[Excerpted data start]

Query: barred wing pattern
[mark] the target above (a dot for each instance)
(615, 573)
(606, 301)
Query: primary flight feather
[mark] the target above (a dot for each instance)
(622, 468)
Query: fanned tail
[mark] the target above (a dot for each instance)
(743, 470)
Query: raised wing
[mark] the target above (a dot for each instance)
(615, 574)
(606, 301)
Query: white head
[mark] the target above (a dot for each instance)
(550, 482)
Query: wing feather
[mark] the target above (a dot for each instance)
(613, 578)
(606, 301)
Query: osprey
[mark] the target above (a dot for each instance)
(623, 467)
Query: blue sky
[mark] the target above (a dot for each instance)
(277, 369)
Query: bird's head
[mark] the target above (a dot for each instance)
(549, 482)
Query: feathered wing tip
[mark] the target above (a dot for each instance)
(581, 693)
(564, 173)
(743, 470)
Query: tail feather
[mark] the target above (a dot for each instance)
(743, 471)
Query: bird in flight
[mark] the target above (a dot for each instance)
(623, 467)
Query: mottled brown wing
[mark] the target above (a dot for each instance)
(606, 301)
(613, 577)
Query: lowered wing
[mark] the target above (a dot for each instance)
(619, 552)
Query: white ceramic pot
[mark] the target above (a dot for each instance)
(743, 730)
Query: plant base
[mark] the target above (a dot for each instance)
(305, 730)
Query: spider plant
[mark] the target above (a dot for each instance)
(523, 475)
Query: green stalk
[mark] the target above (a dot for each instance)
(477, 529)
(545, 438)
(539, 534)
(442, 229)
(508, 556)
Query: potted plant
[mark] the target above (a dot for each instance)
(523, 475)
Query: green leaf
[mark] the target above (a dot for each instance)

[Excerpted data end]

## Exercise goal
Please give every line of the rows above as a JSON list of strings, one string per line, leaving out blank lines.

## Solution to this problem
[
  "Query: barred wing pattern",
  "[mark] the target above (a dot for each instance)",
  "(615, 573)",
  "(606, 301)",
  "Query: primary flight feather",
  "[mark] the target above (a dot for each instance)",
  "(622, 468)",
  "Query: fanned tail",
  "[mark] the target above (a dot for each instance)",
  "(743, 470)",
  "Query: raised wing",
  "[mark] the target above (a dot for each instance)",
  "(615, 574)",
  "(606, 301)",
  "Query: white head",
  "[mark] the target above (a dot for each instance)",
  "(550, 482)",
  "Query: wing feather",
  "[mark] the target above (a dot for each instance)",
  "(613, 578)",
  "(606, 301)",
  "Query: osprey",
  "[mark] the target above (a dot for each instance)",
  "(623, 467)",
  "Query: blue sky",
  "[mark] the target above (a dot for each instance)",
  "(277, 369)",
  "Query: bird's head",
  "[mark] the target above (a dot for each instance)",
  "(549, 482)",
  "Query: feathered wing tip",
  "[mark] the target above (a dot for each instance)",
  "(581, 693)",
  "(564, 173)",
  "(743, 470)",
  "Query: tail feather",
  "[mark] the target above (a dot for each instance)",
  "(743, 471)",
  "Query: bird in flight",
  "[mark] the target above (a dot for each instance)",
  "(623, 467)",
  "Query: mottled brown wing",
  "[mark] the target above (a dot for each instance)",
  "(606, 301)",
  "(613, 577)",
  "Query: lowered wing",
  "[mark] the target above (a dot for each instance)",
  "(619, 552)",
  "Query: white ceramic pot",
  "[mark] the target above (a dot for each instance)",
  "(743, 730)",
  "Query: plant base",
  "[mark] the target above (a dot for each instance)",
  "(305, 730)",
  "Query: spider plant",
  "[mark] the target above (a dot for each instance)",
  "(523, 475)",
  "Query: green stalk",
  "[mark] the target above (a dot for each instance)",
  "(477, 529)",
  "(545, 438)",
  "(539, 534)",
  "(442, 229)",
  "(508, 556)",
  "Query: potted plant",
  "[mark] the target above (a dot for each instance)",
  "(523, 475)",
  "Query: green leaf",
  "[mark] the target above (a dot for each instance)"
]